___ TEXTO FORNECIDO ___

A mesma intenção Mística explica igualmente que os primeiros cristãos tivessem querido consagrar o tempo. Assinalar com festas e preces o ano, o mês e a semana é fazer passar para a imortalidade aquilo que a nossa vida tem de mais perecível; é, de alguma forma, estabelecer uma relação imediata entre a nossa natureza, ligada ao efêmero, e a ordem Sobrenatural da Eternidade Divina. É preciso consagrar o tempo, como é preciso consagrar a vida, como é preciso dar tudo ao Senhor!

A semana ordena-se então em volta do domingo, dia da Ressurreição, que se torna o seu ponto de partida. Da mesma maneira, retomando a tradição judaica dois jejuns (o jejum consistia na abstenção de todo alimento e de toda a bebida até a Hora Nona, Isto é, até o meio da tarde. O jejum da sexta-feira assinalava a comemoração da morte de Cristo; o da quarta-feira talvez espiasse a traição de Judas. Aos jejuns da semana acrescentaram-se jejuns anuais que precediam a Páscoa; foram fixados em 40 dias, em memória do jejum que Cristo fez no deserto. Esta é a origem — que data do século I — da nossa Quaresma. Vemos claramente a substituição do jejum judaico pelo jejum cristão). Mas deslocando-os para evitar confusões, a quarta e a sexta feira lembram aos fiéis a necessidade da Penitência, e o sábado, conservando alguma coisa do antigo Sabbath, é um dia de preparação para a glória do domingo. Pouco a pouco, o ano inteiro é organizado dentro de um ciclo litúrgico que consagra a Deus todos os meses, todas as estações, todos os dias. No começo parece existir apenas uma grande festa: a da Páscoa para qual converge o tempo, que culmina com a ressurreição; mas bem depressa, antes do século IV, outros episódios da vida de Cristo impõe comemorações particulares. Tais são Sobretudo o nascimento Divino, que será lembrado desde época muito antiga, em datas variáveis; e o Pentecostes, antiga festa judaica tornada Cristã, comemorando a descida do Espírito Santo sobre os Apóstolos.

___ EXTRATOS DAS LINHAS ___

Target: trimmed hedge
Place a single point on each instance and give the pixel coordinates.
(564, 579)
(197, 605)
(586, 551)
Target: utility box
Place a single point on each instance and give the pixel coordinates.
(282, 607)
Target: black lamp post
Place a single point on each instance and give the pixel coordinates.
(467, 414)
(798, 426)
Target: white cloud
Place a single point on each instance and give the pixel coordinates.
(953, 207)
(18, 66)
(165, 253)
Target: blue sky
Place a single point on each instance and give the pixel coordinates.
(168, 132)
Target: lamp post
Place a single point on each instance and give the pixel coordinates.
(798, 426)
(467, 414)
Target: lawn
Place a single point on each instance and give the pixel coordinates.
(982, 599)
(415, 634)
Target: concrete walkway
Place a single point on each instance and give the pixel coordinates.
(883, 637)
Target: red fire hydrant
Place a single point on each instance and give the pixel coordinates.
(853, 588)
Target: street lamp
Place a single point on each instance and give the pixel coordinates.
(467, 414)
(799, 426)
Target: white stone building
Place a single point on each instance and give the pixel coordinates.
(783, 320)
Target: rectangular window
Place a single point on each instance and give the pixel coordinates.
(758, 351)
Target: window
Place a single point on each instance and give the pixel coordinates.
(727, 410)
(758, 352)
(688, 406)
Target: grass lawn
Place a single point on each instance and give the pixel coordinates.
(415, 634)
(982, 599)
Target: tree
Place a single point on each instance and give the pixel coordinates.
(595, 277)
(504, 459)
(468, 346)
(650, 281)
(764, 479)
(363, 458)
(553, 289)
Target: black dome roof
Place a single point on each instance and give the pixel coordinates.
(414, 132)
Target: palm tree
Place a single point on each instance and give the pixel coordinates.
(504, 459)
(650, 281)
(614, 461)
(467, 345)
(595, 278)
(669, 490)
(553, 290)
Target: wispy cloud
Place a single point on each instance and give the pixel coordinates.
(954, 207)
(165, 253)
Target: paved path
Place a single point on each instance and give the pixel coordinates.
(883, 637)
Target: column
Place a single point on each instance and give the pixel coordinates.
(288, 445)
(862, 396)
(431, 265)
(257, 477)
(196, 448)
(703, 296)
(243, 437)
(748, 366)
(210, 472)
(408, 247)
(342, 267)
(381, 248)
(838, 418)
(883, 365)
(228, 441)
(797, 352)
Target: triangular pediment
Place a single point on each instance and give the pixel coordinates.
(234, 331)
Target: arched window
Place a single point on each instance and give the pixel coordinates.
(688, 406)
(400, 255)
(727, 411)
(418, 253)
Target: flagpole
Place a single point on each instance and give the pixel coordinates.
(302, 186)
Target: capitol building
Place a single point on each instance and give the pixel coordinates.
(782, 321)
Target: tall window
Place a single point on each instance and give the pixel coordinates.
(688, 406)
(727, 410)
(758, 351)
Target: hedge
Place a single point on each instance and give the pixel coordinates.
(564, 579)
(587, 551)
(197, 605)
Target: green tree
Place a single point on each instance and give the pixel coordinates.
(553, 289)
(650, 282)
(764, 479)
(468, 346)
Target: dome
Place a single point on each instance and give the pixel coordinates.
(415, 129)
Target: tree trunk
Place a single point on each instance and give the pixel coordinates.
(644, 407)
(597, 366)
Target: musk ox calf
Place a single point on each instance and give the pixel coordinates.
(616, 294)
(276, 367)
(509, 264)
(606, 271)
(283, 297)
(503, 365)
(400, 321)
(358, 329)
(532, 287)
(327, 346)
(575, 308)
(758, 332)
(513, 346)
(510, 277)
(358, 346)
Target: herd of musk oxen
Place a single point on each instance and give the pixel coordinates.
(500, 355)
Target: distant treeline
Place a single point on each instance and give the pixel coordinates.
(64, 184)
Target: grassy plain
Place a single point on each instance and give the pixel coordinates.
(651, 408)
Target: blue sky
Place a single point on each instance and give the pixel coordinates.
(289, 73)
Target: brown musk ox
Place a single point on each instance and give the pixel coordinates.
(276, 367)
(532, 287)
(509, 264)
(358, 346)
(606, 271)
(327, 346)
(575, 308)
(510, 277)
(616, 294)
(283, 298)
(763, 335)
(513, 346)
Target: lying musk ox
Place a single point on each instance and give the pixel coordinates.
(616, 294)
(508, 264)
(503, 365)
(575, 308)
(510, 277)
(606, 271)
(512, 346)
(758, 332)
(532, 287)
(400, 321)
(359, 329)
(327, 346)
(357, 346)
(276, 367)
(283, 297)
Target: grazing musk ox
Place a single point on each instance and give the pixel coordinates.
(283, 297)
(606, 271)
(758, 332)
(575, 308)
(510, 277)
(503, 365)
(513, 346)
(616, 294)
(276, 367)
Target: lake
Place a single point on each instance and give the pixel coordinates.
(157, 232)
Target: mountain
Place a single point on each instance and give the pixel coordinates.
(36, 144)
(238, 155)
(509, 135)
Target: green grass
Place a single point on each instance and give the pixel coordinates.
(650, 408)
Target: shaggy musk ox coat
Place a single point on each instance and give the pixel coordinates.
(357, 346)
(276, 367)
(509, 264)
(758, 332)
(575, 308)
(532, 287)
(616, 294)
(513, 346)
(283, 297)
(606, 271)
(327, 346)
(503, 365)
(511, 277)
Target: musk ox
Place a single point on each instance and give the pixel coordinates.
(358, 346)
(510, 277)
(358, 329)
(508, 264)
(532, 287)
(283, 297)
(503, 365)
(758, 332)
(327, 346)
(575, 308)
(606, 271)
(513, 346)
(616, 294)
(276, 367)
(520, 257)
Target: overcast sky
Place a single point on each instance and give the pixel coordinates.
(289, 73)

___

TAREFA OBRIGATÓRIA A ::
Quais dias da semana são mencionados no texto sobre a consagração do tempo?
TAREFA OBRIGATÓRIA B ::
Por que, segundo o texto sobre a consagração do tempo, os jejuns anuais que precediam a Páscoa foram fixados em 40 dias?
TAREFA OBRIGATÓRIA C ::
Reproduza o trecho do texto sobre a consagração do tempo que começa em "A mesma intenção" e termina em "tudo ao Senhor!".

RESPOSTA COMPLETA A ::
Domingo, quarta-feira, sexta-feira e sábado.

RESPOSTA COMPLETA B ::
Foram fixados em 40 dias em memória do jejum que Cristo fez no deserto.

RESPOSTA COMPLETA C ::
A mesma intenção Mística explica igualmente que os primeiros cristãos tivessem querido consagrar o tempo. Assinalar com festas e preces o ano, o mês e a semana é fazer passar para a imortalidade aquilo que a nossa vida tem de mais perecível; é, de alguma forma, estabelecer uma relação imediata entre a nossa natureza, ligada ao efêmero, e a ordem Sobrenatural da Eternidade Divina. É preciso consagrar o tempo, como é preciso consagrar a vida, como é preciso dar tudo ao Senhor!